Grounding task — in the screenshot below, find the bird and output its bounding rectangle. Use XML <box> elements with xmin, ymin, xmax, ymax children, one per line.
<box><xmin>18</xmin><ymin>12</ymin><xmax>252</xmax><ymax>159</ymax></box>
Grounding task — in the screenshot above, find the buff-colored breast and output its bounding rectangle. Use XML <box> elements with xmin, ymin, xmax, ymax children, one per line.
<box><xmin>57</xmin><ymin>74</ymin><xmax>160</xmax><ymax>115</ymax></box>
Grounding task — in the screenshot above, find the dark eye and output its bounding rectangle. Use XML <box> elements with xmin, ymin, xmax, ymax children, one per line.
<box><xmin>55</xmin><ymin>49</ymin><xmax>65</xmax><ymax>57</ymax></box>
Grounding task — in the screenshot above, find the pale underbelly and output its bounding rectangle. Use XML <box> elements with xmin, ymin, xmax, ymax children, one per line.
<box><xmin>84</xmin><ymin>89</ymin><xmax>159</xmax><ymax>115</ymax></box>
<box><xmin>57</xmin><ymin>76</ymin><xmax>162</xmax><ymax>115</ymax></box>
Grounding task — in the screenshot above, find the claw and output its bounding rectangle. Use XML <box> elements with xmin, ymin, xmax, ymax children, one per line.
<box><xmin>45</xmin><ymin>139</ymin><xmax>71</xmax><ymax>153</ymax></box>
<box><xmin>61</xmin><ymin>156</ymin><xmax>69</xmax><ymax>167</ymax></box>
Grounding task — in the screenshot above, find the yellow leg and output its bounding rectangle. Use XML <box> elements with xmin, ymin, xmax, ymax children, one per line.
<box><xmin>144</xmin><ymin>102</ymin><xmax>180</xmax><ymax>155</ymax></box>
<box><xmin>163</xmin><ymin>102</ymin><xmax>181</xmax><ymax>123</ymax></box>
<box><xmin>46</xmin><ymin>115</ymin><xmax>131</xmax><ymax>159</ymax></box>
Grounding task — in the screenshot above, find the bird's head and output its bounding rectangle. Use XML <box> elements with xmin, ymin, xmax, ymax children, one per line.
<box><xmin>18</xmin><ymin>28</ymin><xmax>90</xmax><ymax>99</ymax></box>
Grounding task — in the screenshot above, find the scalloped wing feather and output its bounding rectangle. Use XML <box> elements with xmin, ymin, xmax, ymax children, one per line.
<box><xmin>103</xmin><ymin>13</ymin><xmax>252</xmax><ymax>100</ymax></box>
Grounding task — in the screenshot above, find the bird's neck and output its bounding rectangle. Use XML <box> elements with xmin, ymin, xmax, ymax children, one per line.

* _Task details_:
Reproduce the data in full, exactly as presented.

* _Task answer_:
Grounding task — in the screenshot below, find the bird and output its bounding rectangle. Use XML <box> elements with xmin, ymin, xmax, ymax children, one per line.
<box><xmin>18</xmin><ymin>12</ymin><xmax>252</xmax><ymax>159</ymax></box>
Grounding task — in the screenshot above, find the buff-colored breast and output its bounding rectangle. Use XML <box> elements with xmin, ymin, xmax, ymax children, one per line.
<box><xmin>57</xmin><ymin>74</ymin><xmax>160</xmax><ymax>115</ymax></box>
Grounding task — in the screenshot above, find the dark eye and output its bounding rectangle. Use XML <box> elements with xmin, ymin, xmax, ymax children, one per line.
<box><xmin>55</xmin><ymin>49</ymin><xmax>65</xmax><ymax>57</ymax></box>
Grounding task — in the screenshot above, find the pale underbelly and output its bounding rectangle. Use XML <box> elements with xmin, ymin, xmax, ymax children, one per line.
<box><xmin>84</xmin><ymin>89</ymin><xmax>159</xmax><ymax>115</ymax></box>
<box><xmin>57</xmin><ymin>76</ymin><xmax>162</xmax><ymax>115</ymax></box>
Grounding task — in the screenshot above, find the claw and output its bounding rectangle. Use XML <box> elements with xmin, ymin, xmax, ymax children, one per line.
<box><xmin>45</xmin><ymin>139</ymin><xmax>71</xmax><ymax>153</ymax></box>
<box><xmin>61</xmin><ymin>156</ymin><xmax>69</xmax><ymax>167</ymax></box>
Grounding task — in the screenshot above, find the yellow leg and output its bounding rectangle. Use XML <box> elements with xmin, ymin, xmax, ymax children, one per line.
<box><xmin>144</xmin><ymin>102</ymin><xmax>180</xmax><ymax>155</ymax></box>
<box><xmin>163</xmin><ymin>102</ymin><xmax>181</xmax><ymax>123</ymax></box>
<box><xmin>46</xmin><ymin>115</ymin><xmax>131</xmax><ymax>159</ymax></box>
Grounding task — in the screenshot above, find the bird's head and output its bounding rectangle. Use XML <box> elements with xmin, ymin, xmax, ymax children, one per line.
<box><xmin>18</xmin><ymin>28</ymin><xmax>90</xmax><ymax>99</ymax></box>
Grounding task — in the screenshot above, find the scalloped wing feather and output its bounding rectangle. Use XML <box> elements with xmin, ymin, xmax, ymax children, one per line.
<box><xmin>103</xmin><ymin>13</ymin><xmax>252</xmax><ymax>100</ymax></box>
Grounding task — in the screenshot above, find the bird's neck and output its bounding rectangle. Use XML <box> elements with xmin, ymin, xmax, ymax children, one per line.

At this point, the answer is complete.